══ Data shown
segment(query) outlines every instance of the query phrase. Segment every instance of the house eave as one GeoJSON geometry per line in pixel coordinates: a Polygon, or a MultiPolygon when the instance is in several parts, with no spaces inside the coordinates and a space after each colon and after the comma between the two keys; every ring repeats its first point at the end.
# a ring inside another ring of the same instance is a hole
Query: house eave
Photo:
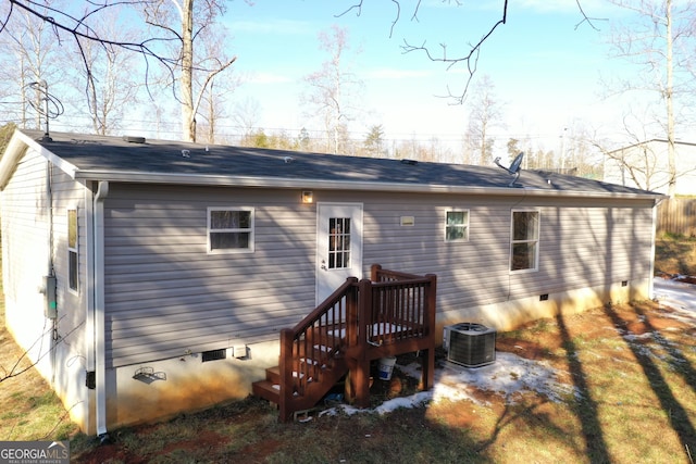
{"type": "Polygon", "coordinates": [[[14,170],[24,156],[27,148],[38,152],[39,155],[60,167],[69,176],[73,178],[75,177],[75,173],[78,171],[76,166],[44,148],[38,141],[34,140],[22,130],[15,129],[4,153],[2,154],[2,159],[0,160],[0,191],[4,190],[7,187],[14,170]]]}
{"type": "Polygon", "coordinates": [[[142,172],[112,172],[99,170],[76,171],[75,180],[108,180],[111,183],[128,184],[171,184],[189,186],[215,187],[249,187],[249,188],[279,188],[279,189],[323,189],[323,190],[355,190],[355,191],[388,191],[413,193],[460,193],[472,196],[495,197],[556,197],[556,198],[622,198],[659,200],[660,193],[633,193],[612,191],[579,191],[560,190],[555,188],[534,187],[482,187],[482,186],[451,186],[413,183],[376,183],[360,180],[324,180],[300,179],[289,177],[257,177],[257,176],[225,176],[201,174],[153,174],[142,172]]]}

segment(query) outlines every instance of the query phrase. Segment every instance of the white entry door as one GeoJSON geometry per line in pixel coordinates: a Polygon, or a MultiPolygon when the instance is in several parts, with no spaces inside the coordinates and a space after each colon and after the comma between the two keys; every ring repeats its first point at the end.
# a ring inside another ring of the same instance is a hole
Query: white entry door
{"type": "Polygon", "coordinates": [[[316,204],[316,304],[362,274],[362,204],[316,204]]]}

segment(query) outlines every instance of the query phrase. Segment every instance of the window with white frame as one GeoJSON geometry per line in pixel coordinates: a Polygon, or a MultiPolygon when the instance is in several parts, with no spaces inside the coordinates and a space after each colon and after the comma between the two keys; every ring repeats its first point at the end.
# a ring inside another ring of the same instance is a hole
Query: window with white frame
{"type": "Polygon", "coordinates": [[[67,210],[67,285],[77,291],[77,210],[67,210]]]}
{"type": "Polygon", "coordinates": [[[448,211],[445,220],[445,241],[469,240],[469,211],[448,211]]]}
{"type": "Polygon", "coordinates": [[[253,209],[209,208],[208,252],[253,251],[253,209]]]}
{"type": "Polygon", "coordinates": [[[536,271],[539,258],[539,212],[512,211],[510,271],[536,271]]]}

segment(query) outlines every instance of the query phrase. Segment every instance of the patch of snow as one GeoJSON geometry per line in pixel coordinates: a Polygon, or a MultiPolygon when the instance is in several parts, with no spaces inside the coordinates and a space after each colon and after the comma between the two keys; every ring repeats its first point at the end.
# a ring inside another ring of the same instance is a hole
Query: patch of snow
════
══ Data shown
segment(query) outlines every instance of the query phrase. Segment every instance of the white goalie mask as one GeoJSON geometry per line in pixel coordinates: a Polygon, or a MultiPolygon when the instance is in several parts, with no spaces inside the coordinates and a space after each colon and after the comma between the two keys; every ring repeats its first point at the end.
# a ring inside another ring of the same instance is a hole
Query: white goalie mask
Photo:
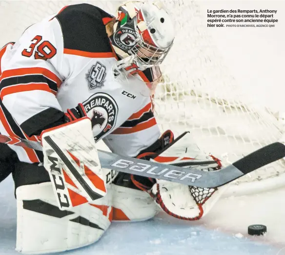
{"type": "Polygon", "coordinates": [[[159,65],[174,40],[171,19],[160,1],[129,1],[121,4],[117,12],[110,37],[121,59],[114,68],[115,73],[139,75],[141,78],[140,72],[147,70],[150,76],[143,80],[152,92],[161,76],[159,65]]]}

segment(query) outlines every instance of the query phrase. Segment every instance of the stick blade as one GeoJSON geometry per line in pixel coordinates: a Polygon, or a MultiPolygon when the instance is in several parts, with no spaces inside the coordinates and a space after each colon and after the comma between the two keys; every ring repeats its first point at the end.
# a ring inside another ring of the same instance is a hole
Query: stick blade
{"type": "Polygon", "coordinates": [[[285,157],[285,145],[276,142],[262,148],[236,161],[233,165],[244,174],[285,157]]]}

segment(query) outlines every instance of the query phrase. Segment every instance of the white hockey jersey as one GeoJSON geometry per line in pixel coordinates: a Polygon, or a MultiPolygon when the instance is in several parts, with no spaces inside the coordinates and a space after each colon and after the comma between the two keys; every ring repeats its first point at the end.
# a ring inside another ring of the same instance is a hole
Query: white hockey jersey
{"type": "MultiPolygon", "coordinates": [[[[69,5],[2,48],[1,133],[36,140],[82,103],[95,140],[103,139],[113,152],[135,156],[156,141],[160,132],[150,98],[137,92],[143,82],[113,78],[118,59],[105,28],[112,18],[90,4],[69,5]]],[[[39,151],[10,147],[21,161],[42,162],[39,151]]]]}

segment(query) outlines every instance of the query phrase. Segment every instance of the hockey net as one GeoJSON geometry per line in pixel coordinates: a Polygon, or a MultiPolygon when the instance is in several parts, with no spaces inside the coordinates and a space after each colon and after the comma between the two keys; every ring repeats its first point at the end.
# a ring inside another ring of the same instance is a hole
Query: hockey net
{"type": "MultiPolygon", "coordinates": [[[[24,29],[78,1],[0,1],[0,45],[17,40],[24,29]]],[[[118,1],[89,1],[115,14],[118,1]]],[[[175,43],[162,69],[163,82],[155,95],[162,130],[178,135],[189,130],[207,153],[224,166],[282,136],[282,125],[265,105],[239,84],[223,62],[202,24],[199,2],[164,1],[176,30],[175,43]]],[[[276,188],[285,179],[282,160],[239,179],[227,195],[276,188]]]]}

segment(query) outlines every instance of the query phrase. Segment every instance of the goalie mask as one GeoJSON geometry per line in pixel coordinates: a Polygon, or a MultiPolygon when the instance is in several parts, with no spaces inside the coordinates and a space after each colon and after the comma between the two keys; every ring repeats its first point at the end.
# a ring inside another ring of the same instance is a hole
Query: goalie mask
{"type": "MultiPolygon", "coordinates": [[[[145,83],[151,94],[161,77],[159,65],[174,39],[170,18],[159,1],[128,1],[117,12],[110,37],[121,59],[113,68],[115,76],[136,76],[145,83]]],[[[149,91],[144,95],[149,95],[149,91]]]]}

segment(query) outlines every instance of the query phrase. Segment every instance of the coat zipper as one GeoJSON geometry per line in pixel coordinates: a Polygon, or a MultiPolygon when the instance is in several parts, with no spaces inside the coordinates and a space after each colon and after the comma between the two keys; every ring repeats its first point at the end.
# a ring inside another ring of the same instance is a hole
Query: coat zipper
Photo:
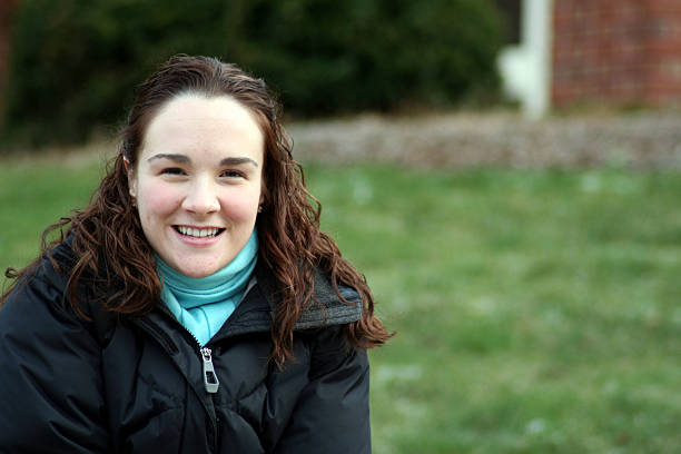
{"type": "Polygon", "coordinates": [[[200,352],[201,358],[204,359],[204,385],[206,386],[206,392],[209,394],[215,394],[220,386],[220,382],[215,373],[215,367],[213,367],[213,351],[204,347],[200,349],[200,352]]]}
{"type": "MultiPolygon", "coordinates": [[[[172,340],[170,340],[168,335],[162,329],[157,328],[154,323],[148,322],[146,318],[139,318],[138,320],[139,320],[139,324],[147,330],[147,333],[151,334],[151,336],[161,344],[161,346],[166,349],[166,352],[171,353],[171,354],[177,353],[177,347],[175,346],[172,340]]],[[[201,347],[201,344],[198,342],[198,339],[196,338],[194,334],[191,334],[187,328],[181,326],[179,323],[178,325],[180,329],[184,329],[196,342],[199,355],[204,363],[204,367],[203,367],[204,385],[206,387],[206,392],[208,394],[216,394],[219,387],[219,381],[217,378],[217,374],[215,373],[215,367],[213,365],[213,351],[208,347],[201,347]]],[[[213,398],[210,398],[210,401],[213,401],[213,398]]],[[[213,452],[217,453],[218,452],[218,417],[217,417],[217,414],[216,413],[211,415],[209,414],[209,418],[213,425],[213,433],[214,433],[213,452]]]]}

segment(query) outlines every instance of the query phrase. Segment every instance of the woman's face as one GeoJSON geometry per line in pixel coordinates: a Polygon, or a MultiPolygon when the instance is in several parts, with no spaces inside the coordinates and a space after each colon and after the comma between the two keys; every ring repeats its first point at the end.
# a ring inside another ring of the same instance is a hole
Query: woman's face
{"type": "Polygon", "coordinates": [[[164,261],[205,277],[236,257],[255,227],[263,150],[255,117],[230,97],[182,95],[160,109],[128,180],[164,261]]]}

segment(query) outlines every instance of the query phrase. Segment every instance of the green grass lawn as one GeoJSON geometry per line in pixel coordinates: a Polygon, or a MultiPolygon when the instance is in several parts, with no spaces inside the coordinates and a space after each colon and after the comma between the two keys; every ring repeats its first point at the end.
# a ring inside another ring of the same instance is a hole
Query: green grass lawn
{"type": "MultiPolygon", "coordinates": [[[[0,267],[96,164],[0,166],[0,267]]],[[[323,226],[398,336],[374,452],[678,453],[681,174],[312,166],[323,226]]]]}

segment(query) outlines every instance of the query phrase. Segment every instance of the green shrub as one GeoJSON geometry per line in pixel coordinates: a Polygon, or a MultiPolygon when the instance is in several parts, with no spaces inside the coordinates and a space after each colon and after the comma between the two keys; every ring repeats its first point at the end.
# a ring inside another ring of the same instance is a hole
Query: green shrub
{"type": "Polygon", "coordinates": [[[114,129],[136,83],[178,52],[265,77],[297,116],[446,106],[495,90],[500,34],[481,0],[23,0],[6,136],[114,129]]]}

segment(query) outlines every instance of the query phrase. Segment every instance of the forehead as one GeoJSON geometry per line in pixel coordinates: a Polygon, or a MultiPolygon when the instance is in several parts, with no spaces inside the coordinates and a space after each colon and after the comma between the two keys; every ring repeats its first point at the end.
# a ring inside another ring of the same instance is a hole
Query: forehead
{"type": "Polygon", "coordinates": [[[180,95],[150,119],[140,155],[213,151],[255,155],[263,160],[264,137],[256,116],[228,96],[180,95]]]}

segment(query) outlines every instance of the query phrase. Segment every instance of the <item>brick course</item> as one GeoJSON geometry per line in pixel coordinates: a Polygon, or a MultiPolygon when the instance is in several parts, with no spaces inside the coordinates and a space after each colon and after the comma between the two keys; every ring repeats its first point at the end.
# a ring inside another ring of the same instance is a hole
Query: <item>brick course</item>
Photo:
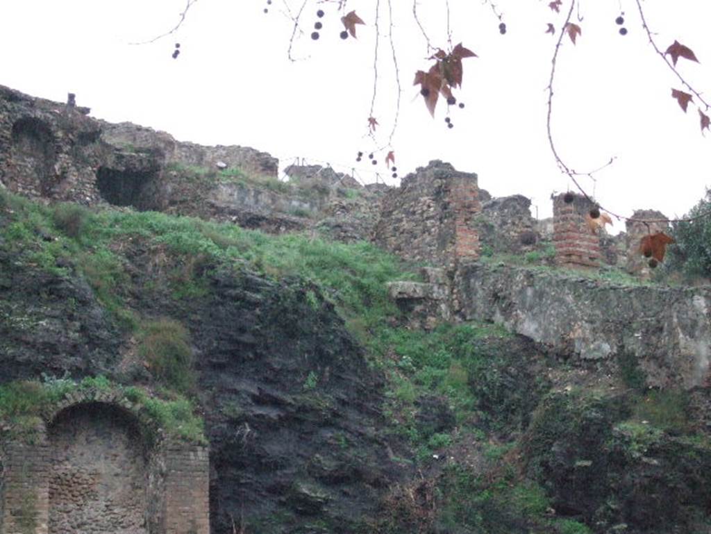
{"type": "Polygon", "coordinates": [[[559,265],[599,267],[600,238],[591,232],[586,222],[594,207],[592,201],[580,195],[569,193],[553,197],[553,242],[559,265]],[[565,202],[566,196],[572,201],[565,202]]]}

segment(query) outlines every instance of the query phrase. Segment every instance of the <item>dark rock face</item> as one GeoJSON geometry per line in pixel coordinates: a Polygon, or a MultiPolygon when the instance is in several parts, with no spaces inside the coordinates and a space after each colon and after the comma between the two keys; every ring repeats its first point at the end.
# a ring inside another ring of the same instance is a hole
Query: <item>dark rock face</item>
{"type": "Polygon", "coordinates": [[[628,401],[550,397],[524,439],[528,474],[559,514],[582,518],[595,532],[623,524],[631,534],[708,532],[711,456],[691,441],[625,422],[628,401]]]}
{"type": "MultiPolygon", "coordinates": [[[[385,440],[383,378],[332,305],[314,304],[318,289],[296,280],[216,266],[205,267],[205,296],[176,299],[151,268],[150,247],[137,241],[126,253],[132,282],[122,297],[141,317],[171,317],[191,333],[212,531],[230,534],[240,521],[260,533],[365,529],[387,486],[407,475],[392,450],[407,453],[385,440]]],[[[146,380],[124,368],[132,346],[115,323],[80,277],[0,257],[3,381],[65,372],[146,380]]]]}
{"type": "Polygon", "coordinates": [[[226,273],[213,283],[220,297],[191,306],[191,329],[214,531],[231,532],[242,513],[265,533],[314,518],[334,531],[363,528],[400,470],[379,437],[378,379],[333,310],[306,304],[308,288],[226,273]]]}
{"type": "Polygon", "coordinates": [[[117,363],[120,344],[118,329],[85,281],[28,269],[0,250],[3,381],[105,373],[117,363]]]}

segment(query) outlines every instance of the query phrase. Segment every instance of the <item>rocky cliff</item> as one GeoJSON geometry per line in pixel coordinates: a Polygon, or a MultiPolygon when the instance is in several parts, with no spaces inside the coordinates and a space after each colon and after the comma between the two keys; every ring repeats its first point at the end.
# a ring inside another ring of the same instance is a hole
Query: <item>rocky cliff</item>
════
> The problem: Gather every line from the rows above that contains the word "eave", with case counting, and copy each one.

> Solved problem:
segment(query) outlines every instance of the query phrase. Segment every instance of the house eave as one GeoJSON geometry per line in pixel coordinates: a Polygon, or a MultiPolygon when the instance is in several parts, with no spaces inside the coordinates and a space after each colon and after the comma between the two keys; every ring repeats its first point at the end.
Query: house eave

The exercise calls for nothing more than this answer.